### Work to do
Please copy the GKE components document starting with "This document specifies" and going on through "(node pools, networking)", renaming "cluster" to "environment".

### Text section
++++++

Skip to main content

C3-04: GKE Components - Container Architecture

Document Type: C4 Level 3 (Component) Diagram Container: Google Kubernetes Engine (GKE) Technology: GKE 1.28+, Kubernetes, Django REST Framework, Gunicorn Status: Specification Complete - Ready for Implementation Last Updated: November 30, 2025


Table of Contents

  1. Overview
  2. Component Diagram
  3. GKE Cluster Architecture
  4. Kubernetes Resources
  5. Deployment Configuration
  6. Service Configuration
  7. Ingress and Load Balancing
  8. Auto-Scaling Configuration
  9. Configuration Management
  10. Secrets Management
  11. Monitoring and Logging
  12. Production Deployment

Overview

Purpose

This document specifies the component-level architecture of the Google Kubernetes Engine (GKE) cluster hosting the CODITECT License Management Platform. It provides:

  • Complete GKE cluster configuration (node pools, networking)

++++++

[Items contained in a dataset]
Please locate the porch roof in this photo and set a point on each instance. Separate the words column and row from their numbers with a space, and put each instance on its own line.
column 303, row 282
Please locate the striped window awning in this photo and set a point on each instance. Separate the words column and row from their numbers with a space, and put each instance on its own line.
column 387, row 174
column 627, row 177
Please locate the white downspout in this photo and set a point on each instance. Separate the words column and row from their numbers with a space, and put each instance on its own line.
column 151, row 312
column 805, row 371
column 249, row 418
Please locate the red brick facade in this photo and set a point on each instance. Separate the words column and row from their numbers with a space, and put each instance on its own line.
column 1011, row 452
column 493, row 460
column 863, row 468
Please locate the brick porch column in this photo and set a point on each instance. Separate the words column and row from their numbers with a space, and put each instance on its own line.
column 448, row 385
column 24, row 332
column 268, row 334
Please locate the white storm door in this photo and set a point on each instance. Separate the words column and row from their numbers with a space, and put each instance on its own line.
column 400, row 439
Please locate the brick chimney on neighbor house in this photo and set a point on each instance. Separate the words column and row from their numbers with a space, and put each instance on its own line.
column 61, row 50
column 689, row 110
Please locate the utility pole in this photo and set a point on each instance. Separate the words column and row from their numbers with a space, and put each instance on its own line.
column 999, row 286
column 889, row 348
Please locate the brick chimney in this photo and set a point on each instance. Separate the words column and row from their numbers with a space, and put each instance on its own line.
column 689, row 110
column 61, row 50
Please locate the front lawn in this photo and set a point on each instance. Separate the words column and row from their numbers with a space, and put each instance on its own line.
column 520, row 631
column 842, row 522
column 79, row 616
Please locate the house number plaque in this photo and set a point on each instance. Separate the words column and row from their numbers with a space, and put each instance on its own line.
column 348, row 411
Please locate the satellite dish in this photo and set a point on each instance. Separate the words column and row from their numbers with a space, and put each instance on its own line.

++++++

### Solution to the problem
This document specifies the component-level architecture of the Google Kubernetes Engine (GKE) environment hosting the CODITECT License Management Platform. It provides:

  • Complete GKE environment configuration (node pools, networking)